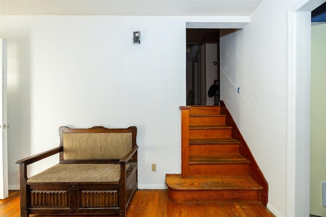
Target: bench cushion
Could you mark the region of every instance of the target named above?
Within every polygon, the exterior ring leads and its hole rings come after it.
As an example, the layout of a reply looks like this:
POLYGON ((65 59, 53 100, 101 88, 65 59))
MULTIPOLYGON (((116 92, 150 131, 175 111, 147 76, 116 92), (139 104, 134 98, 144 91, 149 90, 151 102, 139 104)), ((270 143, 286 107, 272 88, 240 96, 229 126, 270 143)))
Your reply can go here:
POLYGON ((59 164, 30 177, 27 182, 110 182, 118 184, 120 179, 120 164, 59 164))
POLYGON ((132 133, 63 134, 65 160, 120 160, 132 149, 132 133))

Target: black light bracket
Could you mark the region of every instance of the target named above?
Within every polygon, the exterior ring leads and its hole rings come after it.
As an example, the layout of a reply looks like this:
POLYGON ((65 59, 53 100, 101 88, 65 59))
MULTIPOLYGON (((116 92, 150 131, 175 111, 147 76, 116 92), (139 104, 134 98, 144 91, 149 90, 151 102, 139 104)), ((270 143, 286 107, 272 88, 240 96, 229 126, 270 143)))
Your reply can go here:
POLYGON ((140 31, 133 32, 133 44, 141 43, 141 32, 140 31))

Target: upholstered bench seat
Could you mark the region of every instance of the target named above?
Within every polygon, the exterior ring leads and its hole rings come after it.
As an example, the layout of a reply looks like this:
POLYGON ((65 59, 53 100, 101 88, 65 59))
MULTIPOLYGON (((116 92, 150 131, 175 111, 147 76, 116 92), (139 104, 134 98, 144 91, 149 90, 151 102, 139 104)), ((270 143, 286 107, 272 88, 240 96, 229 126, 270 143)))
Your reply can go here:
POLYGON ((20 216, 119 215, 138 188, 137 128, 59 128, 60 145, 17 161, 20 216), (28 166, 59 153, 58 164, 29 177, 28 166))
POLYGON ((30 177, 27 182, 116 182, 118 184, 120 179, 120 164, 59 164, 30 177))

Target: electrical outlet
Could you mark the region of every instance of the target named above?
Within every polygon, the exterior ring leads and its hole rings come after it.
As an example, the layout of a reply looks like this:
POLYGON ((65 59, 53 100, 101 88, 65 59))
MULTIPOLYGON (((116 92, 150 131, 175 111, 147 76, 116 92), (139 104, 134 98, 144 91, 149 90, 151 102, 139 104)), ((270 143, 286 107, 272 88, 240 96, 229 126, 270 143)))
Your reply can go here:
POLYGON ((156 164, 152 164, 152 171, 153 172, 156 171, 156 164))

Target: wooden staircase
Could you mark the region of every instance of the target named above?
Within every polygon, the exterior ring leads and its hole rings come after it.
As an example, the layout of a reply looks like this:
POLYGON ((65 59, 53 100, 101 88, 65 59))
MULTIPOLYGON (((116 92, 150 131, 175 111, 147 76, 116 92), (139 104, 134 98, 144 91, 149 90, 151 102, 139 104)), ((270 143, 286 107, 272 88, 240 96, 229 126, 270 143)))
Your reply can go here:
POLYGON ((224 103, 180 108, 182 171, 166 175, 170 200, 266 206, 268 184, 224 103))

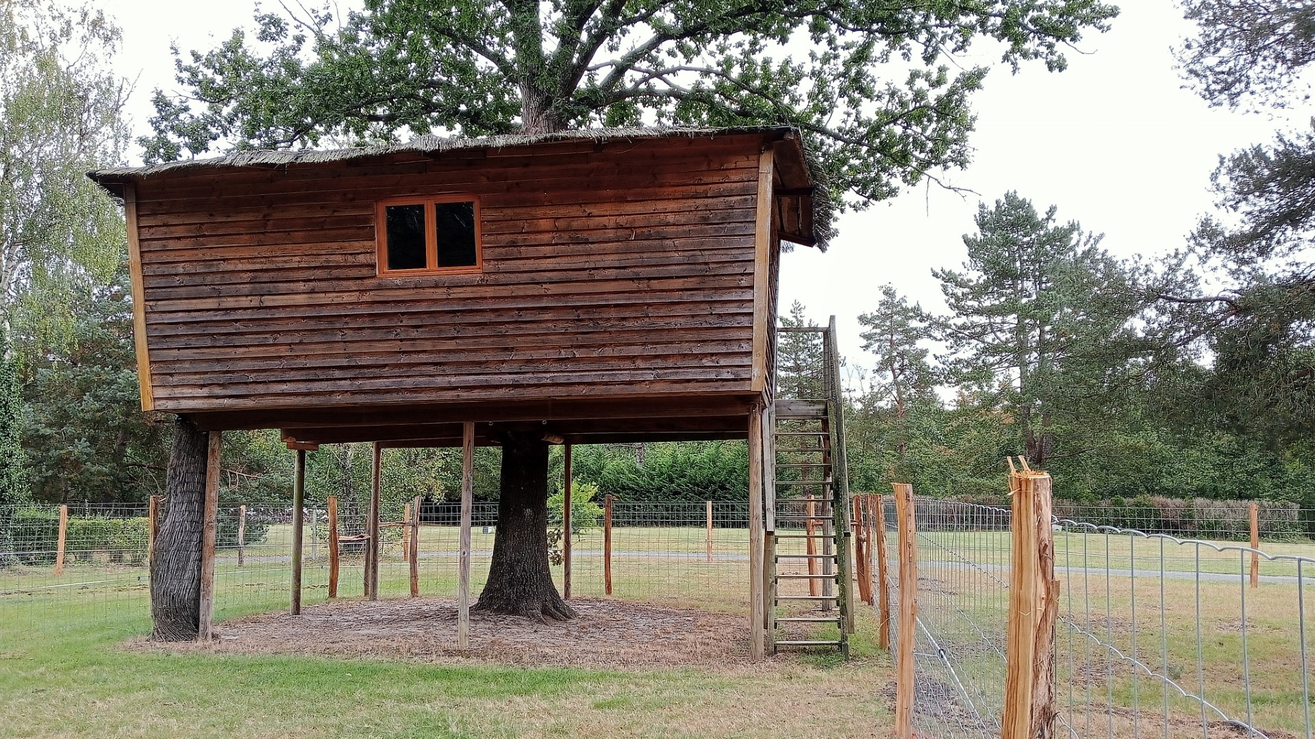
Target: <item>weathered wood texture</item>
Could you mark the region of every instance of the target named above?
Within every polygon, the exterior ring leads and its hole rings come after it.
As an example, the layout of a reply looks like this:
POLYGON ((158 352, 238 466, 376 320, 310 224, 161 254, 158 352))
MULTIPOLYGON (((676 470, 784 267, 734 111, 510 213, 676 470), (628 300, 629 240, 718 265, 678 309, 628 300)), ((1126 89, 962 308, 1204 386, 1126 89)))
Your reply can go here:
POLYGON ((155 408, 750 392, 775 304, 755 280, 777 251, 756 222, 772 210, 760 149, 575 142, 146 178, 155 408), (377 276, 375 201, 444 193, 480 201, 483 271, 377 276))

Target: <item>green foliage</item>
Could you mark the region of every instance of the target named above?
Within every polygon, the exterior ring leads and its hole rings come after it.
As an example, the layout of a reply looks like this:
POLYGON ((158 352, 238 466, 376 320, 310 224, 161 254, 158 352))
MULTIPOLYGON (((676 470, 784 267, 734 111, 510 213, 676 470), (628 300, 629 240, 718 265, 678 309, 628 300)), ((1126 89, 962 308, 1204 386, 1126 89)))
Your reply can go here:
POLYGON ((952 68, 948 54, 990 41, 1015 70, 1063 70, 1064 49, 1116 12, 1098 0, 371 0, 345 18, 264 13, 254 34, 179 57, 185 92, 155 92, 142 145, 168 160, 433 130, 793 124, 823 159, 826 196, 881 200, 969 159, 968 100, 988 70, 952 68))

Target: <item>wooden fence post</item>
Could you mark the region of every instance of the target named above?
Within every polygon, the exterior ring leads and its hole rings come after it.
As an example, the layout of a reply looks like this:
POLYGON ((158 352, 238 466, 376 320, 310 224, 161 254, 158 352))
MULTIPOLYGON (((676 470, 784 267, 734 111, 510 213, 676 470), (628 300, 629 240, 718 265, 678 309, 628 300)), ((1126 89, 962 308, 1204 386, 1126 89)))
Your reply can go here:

·····

WHAT TO DO
Reproduce the items word for word from their beginning through the line containing "POLYGON ((140 31, 133", including that line. Leave the pictures out of your answer.

COMPLETE RESPONSE
Target: bench cushion
Could you mark the region of every instance of the target named above?
Within every polygon, the exterior ring leads and its hole rings come after it.
As an example, the layout of a reply looks like this:
POLYGON ((65 59, 53 100, 101 88, 65 59))
MULTIPOLYGON (((116 92, 150 131, 175 111, 147 76, 116 92), (139 104, 134 98, 144 91, 149 90, 151 102, 139 104)), ((270 143, 286 107, 272 88, 240 96, 229 126, 270 143)))
Your reply can go here:
POLYGON ((59 164, 30 177, 27 182, 110 182, 118 184, 120 179, 120 164, 59 164))
POLYGON ((132 133, 63 134, 65 160, 120 160, 132 149, 132 133))

Target: black light bracket
Could you mark the region of every instance of the target named above?
Within every polygon, the exterior ring leads and its hole rings come after it.
As an example, the layout of a reply looks like this:
POLYGON ((65 59, 53 100, 101 88, 65 59))
MULTIPOLYGON (((116 92, 150 131, 175 111, 147 76, 116 92), (139 104, 134 98, 144 91, 149 90, 151 102, 139 104)), ((270 143, 286 107, 272 88, 240 96, 229 126, 270 143)))
Your reply can go here:
POLYGON ((140 31, 133 32, 133 44, 141 43, 141 32, 140 31))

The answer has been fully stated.